## Directions
a) Which laws, decrees, and international agreements are named in the passage on Brazil's genetic heritage legislation?
b) Continue the passage on Brazil's genetic heritage legislation from its last sentence.

Beginning in November 2018, Brazilian legislation regulating access to genetic heritage and associated traditional knowledge will cause a bureaucratic collapse of Biodiversity research in Brazil. Law number 13.123/2015 and Decree 8772/2016 impose severe barriers to basic and applied research, and to international cooperation by introducing mandatory registry of research access to native organisms in Brazil. This legal framework was meant to improve governmental control over systems of biotechnology research using genetic material and associated chemical compounds, which are central points of the Nagoya Protocol (CBD 2011) and the Convention on Biological Diversity (CBD 1992, 2012). However, the requirements imposed by the mandatory registry of research in the new National System for Governance of Genetic Heritage and Associated Traditional Knowledge (SisGen), the system of Material Transfer Agreements (MTAs), and the need to record access to organismal data prior to publication of scientific results or exportation of specimens for scientific research are technically impracticable and not part of the Nagoya Protocol or CBD. These systems have already begun to compromise biodiversity studies and training of human resources in biological sciences, which depend on international partnerships. Biological collections and laboratories based in Brazil will cease to function due to the high operational costs and legal impediments affecting access to national biodiversity by foreigners. On the global scenario, Brazilian science will certainly lose competitiveness.

## Available data
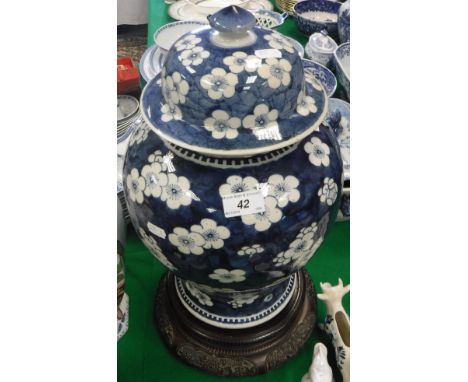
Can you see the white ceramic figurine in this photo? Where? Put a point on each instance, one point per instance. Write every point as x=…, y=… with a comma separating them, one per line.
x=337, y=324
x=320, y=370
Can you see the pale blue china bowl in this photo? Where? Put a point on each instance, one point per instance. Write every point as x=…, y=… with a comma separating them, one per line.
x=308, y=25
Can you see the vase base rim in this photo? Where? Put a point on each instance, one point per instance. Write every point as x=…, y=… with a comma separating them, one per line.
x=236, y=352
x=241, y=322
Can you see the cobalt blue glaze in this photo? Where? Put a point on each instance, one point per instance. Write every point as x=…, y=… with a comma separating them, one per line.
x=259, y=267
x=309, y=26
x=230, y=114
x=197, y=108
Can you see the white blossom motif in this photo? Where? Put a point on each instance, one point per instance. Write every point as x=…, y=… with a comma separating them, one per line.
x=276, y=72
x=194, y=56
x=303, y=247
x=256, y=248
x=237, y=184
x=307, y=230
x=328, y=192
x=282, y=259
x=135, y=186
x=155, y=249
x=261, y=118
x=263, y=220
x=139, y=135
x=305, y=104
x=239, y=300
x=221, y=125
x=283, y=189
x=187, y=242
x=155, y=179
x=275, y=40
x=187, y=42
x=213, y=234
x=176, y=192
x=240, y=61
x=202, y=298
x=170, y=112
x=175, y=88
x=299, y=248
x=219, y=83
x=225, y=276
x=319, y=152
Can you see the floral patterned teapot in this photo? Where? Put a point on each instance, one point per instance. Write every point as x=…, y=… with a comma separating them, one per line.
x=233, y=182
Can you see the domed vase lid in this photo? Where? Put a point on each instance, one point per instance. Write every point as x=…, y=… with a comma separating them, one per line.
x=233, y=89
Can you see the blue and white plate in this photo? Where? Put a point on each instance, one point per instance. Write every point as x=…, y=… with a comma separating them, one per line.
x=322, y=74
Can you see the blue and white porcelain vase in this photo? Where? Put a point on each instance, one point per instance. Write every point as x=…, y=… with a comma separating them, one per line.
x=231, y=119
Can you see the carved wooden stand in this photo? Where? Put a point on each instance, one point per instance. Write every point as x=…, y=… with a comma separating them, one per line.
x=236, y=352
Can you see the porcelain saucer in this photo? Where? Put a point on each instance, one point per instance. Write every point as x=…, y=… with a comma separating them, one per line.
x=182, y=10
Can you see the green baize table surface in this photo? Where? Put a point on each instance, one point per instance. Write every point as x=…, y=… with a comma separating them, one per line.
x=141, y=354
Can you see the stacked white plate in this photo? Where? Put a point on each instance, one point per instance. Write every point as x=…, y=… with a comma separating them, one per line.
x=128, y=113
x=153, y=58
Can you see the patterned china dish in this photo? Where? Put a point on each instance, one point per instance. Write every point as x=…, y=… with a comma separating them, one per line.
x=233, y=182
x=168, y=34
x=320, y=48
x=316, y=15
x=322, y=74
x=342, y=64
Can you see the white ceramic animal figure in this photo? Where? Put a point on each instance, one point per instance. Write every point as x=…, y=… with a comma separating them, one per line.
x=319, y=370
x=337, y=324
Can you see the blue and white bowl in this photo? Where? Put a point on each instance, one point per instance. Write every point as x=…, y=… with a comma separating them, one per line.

## Responses to the exercise
a)
- Law number 13.123/2015
- Decree 8772/2016
- The Nagoya Protocol (CBD 2011)
- The Convention on Biological Diversity (CBD 1992, 2012)

b)
In violation to the Nagoya Protocol (CBD 2011), law number 13.123/2015 does not recognize basic scientific research as a special area that should be fostered and stimulated through streamlined processes. The Nagoya Protocol recommends that parties should “[c]reate conditions to promote and encourage research which contributes to the conservation and sustainable use of biological diversity, particularly in developing countries, including through simplified measures on access for non-commercial research purposes, taking into account the need to address a change of intent for such research” (CBD 2011, Article 8A). Likewise, article 8C stresses the importance of genetic resources for food and agriculture, and their special importance to food safety. While this last recommendation is followed by Decree 8772/2016 (chapter IV), the recommendation for facilitating non-commercial research is ignored. On the contrary, Kafkian bureaucratic restrictions were created.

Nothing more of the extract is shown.